═══ Data to process

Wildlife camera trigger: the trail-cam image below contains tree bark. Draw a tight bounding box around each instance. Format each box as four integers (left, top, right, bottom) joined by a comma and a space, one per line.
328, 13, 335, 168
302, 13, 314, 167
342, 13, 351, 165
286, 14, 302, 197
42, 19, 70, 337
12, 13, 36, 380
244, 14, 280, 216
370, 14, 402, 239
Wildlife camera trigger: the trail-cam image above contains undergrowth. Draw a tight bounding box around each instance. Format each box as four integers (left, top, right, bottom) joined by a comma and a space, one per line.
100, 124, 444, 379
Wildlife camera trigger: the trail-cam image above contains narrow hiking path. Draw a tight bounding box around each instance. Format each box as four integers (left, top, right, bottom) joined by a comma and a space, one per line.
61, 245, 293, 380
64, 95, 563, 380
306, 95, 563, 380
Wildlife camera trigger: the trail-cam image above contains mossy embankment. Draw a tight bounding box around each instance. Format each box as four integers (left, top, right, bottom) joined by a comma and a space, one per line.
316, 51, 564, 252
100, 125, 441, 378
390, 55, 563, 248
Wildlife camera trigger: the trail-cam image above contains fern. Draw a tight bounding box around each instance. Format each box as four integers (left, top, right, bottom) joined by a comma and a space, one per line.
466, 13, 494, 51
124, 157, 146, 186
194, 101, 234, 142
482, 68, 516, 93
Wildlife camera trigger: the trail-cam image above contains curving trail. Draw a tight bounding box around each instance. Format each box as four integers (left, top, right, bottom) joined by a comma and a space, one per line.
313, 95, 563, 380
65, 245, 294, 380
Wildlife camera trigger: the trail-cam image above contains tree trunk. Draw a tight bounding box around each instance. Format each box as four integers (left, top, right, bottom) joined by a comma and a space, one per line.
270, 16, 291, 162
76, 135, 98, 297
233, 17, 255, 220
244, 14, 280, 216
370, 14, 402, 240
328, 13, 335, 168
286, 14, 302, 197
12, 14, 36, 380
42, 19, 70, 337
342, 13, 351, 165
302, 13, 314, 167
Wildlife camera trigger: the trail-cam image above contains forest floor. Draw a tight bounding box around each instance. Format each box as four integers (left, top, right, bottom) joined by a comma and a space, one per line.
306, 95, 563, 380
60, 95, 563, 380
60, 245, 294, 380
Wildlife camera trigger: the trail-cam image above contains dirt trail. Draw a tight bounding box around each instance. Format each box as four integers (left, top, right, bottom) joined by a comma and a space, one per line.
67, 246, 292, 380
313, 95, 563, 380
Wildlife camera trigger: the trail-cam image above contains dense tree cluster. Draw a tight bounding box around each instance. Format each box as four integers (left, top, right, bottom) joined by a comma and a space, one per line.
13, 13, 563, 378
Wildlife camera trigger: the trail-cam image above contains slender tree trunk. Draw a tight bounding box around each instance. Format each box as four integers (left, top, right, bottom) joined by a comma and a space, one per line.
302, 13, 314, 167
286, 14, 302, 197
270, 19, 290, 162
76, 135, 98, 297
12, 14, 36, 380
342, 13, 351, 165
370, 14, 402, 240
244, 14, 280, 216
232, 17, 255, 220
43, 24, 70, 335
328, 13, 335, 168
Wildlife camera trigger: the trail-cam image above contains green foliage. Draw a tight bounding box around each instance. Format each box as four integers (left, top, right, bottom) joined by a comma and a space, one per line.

══════

What you have to do:
Reproduce verbatim the lines between the one containing "above contains curving" and the one containing "13, 13, 563, 378", both included.

Exercise solution:
Wildlife camera trigger: the trail-cam image above contains curving trail. Draw a tight bounding box around each instance. Format each box as four integers (left, top, right, bottom) joined by a comma and a space, one per line.
313, 95, 563, 380
65, 245, 294, 380
Wildlife camera trigger: the trail-cam image above contains tree trunk. Draw a tight bounding box around each instance. Format each box as four integers (left, top, right, bottom) joined by a comma and a space, one per line.
270, 16, 291, 162
76, 135, 98, 297
233, 17, 255, 220
244, 14, 280, 216
370, 14, 402, 240
328, 13, 335, 168
286, 14, 302, 197
12, 14, 36, 380
42, 19, 70, 337
342, 13, 351, 165
302, 13, 314, 167
Wildlife camera trigger: the trail-cam image above contains forest floor. Draw a tight bounding box around each instance. Format each box as four integers (left, top, right, bottom) joined by a comma and a space, one per line.
306, 95, 563, 380
60, 95, 563, 380
60, 245, 294, 380
Wildlife camera trigger: the trail-cam image above contains dirt trail. Draw a tight bounding box around each instance. Format each box as four integers (left, top, right, bottom) joined by a comma and a space, one per line.
67, 246, 292, 380
313, 95, 563, 380
Wildlife camera trigger: the trail-cam image above contains dense tree cluster. Draw a tight bounding box around each instance. Format each box as four integers (left, top, right, bottom) joined by a comma and a space, one per line.
13, 13, 563, 378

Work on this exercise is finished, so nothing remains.